▶ Document extract:

Perhaps it is cruel to start my review of it with a flaw, but unfortunately there is one which rather pervades the film, and that is the quality of the script. It may not the worst I've ever seen, but it did come across as seriously banal for most of its length. This could charitably be put down to the difficulties of getting the story across to an audience which the script-writers could assume would either be unfamiliar with it (in the West) or not have English as their first language (in Pakistan), but I still felt they could have done a better job.
Some of the acting, too, felt rather stilted. This did not apply across the board by any means, and where it did it may have been related to the poor script giving the actors too little to work with. But James Fox (as Lord Mountbatten) was certainly guilty: perhaps, though, a sign of poor direction, or the result of a character which was written as two-dimensional, as I know he can do a lot better.

▶ Directive a:
Find each line in the records below that contains the string "blurred" and copy those lines.
The film review and the records after it are unrelated material.

▶ Provided material:
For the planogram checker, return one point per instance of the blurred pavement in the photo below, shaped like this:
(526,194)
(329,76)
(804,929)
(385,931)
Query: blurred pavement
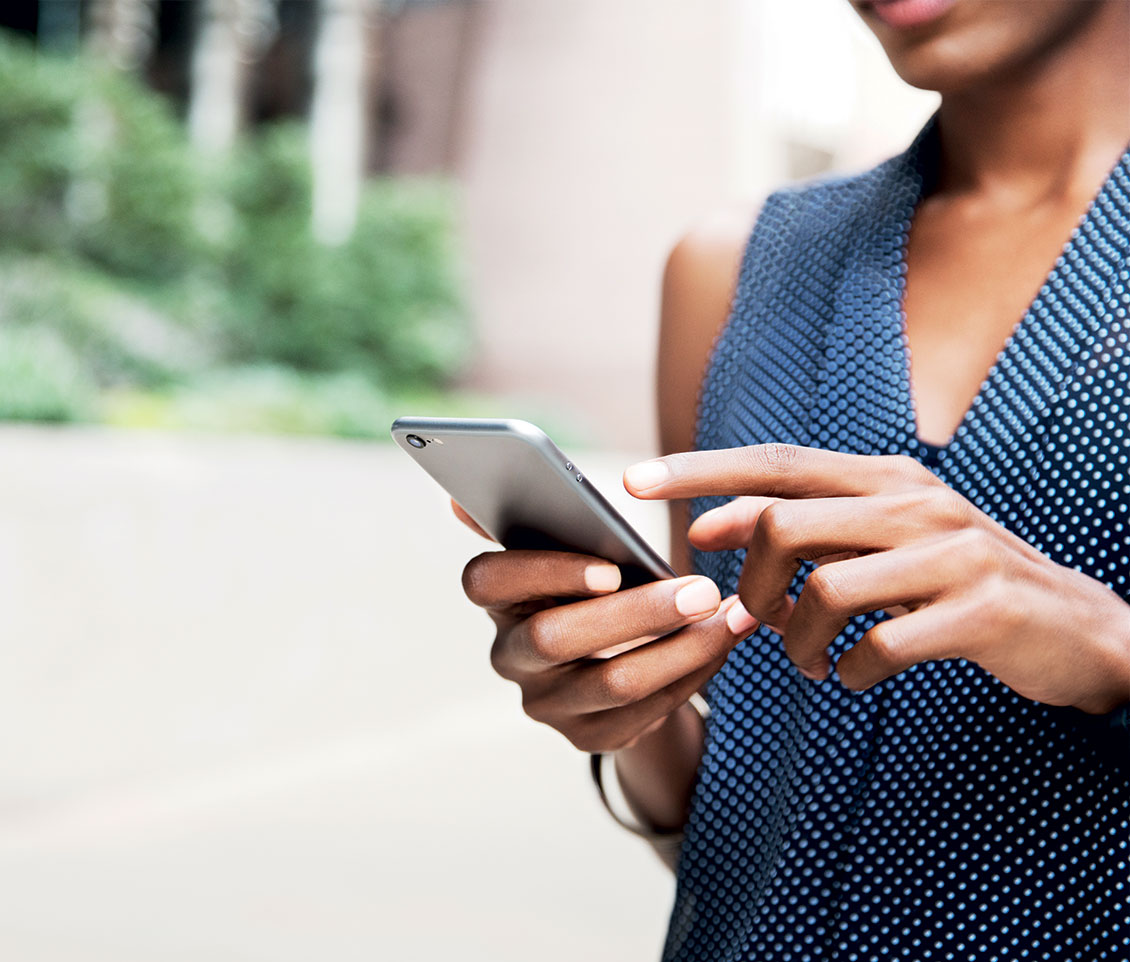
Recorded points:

▶ Directive b:
List every possible explanation the film review offers for the weak script and the stilted acting.

▶ Worked answer a:
For the planogram checker, return one point per instance of the blurred pavement in the photo below, shaped like this:
Query: blurred pavement

▶ Worked answer b:
- The difficulty of getting the story across to an audience either unfamiliar with it (in the West) or without English as a first language (in Pakistan)
- The poor script giving the actors too little to work with
- Poor direction
- A character written as two-dimensional